(Stored items)

>> BEGIN

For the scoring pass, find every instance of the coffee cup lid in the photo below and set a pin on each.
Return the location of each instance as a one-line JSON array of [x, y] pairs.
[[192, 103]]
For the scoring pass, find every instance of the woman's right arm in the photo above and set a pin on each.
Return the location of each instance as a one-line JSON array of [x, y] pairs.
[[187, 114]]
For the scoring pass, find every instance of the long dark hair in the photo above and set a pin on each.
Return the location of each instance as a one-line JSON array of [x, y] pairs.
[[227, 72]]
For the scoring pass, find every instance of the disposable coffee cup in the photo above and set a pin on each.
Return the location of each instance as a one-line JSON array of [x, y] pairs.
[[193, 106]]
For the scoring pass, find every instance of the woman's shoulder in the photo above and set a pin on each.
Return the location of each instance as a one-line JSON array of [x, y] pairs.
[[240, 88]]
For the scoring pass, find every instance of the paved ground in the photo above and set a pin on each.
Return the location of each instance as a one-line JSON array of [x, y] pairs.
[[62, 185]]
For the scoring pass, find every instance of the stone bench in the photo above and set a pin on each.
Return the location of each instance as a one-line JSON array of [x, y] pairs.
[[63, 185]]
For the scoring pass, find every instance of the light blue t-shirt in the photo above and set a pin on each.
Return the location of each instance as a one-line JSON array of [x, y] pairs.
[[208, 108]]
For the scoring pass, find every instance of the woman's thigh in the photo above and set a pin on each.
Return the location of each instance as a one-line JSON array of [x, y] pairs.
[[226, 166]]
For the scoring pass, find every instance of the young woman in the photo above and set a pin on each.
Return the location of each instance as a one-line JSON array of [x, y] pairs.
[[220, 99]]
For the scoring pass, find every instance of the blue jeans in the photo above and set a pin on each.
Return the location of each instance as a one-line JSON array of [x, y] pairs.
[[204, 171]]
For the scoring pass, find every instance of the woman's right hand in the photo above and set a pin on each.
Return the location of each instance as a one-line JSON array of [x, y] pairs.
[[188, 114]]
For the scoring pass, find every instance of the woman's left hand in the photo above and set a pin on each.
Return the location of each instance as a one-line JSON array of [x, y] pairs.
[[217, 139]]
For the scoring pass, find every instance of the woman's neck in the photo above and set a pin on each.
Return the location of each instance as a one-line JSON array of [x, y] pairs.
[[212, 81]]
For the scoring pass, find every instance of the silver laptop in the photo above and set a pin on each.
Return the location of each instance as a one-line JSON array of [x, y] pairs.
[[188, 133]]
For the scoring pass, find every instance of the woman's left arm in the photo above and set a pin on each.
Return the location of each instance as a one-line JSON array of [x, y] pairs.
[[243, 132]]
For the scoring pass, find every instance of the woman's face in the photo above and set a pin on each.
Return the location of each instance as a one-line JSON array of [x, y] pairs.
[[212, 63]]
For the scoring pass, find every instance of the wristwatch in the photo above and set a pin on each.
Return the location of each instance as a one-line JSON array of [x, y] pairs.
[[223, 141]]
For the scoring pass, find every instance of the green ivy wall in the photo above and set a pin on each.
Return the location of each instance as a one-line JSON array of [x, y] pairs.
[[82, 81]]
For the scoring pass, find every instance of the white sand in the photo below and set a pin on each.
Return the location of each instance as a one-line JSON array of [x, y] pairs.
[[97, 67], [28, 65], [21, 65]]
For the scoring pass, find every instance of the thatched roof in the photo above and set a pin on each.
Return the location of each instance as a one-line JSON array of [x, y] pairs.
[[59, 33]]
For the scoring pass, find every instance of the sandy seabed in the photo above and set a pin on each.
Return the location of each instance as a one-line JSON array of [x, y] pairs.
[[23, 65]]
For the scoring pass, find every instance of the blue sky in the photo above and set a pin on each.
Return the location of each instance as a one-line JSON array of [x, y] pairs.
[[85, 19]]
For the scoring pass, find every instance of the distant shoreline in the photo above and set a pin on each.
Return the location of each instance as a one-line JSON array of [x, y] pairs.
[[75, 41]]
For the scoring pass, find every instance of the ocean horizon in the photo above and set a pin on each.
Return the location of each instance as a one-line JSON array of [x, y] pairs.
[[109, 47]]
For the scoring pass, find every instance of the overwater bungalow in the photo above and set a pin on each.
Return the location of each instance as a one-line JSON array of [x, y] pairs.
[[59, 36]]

>> END

**Problem**: Please convert the records from the line that has "For the scoring pass, find every instance of the paved" through the line that has "[[208, 108]]" into a JSON list of strings, one string per line, with blank lines left out.

**Answer to the problem**:
[
  "For the scoring pass, find every instance of the paved ground in the photo above and set a pin on each.",
  "Return the location of each instance as a one-line JSON array of [x, y] pairs.",
  "[[62, 185]]",
  "For the scoring pass, find every instance of the stone bench in the photo above and set a pin on each.",
  "Return the location of each instance as a one-line JSON array of [x, y] pairs.",
  "[[63, 185]]",
  "For the scoring pass, find every instance of the light blue t-shirt in the photo above and set a pin on each.",
  "Return the location of each instance as a one-line JSON array of [x, y] pairs.",
  "[[208, 108]]"
]